## Data entries
_ _ _ _ _ _ _
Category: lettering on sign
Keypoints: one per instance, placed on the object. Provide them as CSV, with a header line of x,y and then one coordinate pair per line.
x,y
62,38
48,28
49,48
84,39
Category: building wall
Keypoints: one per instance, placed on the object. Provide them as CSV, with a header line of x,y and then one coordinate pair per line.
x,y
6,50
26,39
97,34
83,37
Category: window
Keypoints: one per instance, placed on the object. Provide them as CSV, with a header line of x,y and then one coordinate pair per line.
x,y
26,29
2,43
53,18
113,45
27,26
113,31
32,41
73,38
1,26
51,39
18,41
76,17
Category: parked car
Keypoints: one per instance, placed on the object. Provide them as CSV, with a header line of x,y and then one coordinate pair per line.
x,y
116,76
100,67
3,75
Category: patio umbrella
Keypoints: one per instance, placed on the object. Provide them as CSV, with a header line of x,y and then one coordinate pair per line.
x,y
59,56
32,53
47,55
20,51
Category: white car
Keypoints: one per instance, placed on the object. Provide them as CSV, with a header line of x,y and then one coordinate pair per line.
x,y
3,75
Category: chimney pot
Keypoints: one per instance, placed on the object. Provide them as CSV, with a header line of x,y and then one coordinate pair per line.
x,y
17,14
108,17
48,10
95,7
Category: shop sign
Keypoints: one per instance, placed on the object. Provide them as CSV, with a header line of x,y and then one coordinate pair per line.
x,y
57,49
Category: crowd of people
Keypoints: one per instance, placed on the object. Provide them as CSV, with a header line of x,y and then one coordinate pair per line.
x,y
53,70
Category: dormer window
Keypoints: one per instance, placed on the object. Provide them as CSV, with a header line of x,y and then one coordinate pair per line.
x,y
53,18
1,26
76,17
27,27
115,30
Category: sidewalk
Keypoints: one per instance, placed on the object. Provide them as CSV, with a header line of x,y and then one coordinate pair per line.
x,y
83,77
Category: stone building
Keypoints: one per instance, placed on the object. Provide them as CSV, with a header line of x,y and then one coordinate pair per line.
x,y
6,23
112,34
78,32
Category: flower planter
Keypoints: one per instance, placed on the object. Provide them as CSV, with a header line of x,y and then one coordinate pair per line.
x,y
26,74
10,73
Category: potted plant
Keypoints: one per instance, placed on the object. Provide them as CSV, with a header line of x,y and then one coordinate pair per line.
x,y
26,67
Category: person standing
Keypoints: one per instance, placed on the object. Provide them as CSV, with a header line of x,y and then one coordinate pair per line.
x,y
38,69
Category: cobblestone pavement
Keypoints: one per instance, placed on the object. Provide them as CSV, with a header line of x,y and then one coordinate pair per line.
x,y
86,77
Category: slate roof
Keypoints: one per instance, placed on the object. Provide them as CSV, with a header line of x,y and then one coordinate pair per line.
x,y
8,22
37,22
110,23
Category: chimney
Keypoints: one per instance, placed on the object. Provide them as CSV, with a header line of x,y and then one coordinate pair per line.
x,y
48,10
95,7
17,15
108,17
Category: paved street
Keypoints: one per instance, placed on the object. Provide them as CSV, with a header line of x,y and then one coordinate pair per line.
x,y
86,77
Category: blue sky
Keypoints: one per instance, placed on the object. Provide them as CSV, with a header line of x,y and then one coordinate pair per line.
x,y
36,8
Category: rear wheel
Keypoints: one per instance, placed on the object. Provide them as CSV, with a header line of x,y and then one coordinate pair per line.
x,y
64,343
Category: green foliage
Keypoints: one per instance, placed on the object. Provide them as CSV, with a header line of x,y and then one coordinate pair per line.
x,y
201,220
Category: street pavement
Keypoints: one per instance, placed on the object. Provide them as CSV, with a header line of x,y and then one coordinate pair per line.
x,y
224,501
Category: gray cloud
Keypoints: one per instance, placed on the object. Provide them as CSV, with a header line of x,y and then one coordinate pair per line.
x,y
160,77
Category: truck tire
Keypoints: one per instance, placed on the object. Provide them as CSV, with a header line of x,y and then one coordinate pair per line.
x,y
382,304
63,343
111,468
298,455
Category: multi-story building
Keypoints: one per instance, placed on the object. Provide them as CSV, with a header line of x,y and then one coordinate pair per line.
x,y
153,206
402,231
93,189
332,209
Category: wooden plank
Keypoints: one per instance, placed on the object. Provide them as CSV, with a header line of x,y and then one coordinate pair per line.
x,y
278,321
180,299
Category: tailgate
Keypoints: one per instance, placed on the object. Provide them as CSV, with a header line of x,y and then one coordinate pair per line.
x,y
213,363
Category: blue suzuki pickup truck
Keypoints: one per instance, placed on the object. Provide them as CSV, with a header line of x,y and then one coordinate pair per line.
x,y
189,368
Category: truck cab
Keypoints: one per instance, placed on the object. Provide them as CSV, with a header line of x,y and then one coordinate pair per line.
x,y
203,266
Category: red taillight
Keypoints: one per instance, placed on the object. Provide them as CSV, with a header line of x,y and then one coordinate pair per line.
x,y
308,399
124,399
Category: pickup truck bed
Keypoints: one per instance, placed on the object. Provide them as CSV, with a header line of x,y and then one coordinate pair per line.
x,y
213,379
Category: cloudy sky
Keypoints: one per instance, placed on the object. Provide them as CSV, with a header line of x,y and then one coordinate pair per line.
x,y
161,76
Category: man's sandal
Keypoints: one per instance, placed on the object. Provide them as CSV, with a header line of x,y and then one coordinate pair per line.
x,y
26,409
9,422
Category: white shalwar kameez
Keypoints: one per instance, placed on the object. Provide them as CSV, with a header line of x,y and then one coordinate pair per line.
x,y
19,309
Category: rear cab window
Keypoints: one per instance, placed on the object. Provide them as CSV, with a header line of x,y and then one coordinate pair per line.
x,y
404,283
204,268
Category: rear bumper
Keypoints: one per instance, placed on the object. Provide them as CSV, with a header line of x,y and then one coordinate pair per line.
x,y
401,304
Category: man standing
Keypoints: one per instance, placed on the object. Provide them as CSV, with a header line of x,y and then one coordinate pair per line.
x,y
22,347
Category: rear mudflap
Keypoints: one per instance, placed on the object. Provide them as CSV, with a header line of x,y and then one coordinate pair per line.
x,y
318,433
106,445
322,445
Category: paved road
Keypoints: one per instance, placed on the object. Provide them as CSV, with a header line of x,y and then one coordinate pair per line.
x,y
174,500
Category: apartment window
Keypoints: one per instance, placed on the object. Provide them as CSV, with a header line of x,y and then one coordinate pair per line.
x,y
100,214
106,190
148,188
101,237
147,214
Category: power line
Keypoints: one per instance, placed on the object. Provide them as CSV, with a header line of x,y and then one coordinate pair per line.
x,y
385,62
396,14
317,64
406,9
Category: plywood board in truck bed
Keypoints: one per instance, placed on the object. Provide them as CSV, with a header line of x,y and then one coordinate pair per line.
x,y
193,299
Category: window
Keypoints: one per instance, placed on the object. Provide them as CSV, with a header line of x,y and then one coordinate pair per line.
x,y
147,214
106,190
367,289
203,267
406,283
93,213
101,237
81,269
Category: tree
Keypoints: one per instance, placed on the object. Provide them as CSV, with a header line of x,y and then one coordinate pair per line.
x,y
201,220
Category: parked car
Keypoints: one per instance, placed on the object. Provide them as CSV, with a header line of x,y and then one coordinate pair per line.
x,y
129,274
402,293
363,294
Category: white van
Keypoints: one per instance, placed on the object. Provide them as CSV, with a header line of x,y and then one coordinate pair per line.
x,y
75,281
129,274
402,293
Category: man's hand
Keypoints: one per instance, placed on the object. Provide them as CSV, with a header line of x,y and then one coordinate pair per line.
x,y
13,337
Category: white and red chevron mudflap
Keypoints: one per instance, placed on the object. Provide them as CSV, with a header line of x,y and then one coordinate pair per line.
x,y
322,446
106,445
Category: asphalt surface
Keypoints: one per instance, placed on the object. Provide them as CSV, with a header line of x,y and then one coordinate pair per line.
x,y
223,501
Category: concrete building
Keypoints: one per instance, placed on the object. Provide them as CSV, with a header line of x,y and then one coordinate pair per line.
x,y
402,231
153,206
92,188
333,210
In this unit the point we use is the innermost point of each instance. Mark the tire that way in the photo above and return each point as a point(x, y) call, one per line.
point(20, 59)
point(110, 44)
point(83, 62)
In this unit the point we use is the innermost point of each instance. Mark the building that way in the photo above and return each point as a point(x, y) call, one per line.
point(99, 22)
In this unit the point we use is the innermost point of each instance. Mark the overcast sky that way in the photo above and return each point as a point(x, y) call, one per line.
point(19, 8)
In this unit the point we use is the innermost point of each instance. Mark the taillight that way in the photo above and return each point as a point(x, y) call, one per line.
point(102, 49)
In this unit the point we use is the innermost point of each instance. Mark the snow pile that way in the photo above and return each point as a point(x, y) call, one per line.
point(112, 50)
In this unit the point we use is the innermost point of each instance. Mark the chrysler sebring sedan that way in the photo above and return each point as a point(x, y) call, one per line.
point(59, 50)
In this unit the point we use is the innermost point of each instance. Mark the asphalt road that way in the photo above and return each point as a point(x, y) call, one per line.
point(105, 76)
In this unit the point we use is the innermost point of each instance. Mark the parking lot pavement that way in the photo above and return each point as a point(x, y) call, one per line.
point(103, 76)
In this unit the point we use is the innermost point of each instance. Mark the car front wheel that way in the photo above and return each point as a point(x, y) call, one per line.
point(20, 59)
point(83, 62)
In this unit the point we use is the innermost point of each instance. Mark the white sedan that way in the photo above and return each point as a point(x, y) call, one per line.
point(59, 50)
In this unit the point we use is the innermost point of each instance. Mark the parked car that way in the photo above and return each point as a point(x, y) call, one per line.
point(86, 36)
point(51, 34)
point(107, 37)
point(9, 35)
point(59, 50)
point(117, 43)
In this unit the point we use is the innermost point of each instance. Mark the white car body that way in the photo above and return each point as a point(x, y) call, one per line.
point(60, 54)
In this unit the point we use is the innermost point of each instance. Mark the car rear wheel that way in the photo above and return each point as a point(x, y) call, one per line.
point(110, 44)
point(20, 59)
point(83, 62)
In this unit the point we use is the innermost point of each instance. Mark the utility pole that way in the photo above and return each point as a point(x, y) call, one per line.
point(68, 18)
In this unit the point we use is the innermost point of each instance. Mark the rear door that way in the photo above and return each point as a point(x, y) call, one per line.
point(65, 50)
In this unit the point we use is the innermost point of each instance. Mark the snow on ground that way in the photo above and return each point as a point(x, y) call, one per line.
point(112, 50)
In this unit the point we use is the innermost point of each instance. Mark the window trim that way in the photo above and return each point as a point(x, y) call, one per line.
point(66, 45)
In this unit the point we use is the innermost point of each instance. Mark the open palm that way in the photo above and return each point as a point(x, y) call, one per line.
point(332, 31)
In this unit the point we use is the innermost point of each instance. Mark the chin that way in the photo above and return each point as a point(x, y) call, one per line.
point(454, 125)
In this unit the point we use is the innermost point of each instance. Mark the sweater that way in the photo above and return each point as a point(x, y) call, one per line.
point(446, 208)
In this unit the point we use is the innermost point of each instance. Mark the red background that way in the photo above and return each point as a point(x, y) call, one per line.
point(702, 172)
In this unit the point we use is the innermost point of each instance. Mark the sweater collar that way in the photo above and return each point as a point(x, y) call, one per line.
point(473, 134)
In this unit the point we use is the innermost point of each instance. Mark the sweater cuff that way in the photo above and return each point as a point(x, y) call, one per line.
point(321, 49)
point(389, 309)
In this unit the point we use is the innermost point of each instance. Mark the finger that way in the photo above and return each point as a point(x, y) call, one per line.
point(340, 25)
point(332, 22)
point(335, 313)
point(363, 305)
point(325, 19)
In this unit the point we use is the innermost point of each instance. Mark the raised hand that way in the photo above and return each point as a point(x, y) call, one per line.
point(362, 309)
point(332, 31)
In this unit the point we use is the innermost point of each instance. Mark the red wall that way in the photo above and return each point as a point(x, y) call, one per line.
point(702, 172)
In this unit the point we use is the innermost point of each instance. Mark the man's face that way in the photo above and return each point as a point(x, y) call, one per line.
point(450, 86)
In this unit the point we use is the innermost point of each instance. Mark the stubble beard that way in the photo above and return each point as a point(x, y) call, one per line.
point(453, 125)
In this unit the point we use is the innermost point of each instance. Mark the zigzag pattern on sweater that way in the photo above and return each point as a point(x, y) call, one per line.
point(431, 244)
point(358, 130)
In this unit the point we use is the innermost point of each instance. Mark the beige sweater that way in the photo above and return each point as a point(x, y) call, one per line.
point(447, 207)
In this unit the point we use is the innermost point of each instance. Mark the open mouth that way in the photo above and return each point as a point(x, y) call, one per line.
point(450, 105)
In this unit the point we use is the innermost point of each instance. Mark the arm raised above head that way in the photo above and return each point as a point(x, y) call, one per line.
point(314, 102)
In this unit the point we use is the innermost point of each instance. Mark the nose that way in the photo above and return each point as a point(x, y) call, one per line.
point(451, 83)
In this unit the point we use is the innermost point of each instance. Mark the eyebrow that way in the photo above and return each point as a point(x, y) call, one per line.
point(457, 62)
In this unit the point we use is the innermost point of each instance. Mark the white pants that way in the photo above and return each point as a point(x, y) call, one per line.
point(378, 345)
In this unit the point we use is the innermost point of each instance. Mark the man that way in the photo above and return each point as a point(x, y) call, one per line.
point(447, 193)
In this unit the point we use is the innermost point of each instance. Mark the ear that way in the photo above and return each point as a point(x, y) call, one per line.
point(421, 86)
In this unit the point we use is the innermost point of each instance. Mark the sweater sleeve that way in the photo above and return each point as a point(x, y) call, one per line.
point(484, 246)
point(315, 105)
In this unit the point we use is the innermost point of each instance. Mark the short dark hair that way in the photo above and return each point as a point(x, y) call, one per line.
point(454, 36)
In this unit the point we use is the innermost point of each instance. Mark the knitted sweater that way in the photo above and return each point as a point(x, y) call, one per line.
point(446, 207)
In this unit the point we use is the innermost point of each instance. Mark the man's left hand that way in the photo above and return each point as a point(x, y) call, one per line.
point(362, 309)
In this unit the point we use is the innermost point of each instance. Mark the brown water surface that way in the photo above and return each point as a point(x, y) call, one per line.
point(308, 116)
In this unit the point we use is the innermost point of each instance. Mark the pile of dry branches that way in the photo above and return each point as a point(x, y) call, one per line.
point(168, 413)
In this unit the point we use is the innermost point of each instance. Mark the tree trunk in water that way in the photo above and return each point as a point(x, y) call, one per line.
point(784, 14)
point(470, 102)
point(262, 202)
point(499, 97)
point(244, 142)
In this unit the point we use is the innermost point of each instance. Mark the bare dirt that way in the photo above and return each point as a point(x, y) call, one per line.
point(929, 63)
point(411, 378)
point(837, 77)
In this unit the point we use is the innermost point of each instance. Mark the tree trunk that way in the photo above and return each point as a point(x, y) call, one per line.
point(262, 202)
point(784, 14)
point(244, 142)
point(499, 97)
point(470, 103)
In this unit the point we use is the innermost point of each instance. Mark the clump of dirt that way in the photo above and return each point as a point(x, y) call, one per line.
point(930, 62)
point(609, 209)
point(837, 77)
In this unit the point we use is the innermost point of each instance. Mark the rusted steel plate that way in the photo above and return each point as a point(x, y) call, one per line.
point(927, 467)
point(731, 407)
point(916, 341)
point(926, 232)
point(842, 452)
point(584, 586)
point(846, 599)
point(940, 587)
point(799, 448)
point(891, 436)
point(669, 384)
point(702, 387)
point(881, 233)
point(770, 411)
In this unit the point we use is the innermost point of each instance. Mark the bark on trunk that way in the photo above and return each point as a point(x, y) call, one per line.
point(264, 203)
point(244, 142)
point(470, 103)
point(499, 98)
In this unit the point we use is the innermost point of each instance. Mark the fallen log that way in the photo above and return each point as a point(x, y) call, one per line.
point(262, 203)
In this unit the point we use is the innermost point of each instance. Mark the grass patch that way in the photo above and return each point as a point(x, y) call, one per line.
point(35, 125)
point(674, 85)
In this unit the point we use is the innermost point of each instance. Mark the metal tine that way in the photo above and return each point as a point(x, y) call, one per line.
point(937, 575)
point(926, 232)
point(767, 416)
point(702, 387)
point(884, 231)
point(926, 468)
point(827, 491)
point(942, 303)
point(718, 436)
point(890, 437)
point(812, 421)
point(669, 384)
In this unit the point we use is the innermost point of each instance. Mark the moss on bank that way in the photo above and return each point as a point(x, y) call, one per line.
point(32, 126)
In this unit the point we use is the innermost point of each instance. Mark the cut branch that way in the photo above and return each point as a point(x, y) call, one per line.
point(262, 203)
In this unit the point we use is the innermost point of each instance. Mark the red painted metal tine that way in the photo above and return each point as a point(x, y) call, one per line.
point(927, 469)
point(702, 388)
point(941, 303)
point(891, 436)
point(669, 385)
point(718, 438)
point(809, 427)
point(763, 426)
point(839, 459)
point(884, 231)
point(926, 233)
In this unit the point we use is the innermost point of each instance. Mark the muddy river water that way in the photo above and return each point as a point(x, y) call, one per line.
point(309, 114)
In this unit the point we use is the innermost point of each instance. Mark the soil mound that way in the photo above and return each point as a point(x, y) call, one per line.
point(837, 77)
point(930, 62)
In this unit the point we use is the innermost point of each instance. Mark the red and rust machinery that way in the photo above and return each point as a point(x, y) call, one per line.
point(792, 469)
_ _ _ _ _ _ _
## Work instructions
Copy the lines in the records above verbatim, starting at the line that contains "the open palm" and ending at the line that contains "point(454, 125)".

## Reply
In this unit the point we use is the innermost point of each instance. Mark the open palm that way in the photo above and return each point as a point(x, y) call, one per line.
point(332, 31)
In this unit the point we use is the innermost point of each instance. Mark the chin that way in the photo above and return each point as a point(x, y) call, one per line.
point(454, 125)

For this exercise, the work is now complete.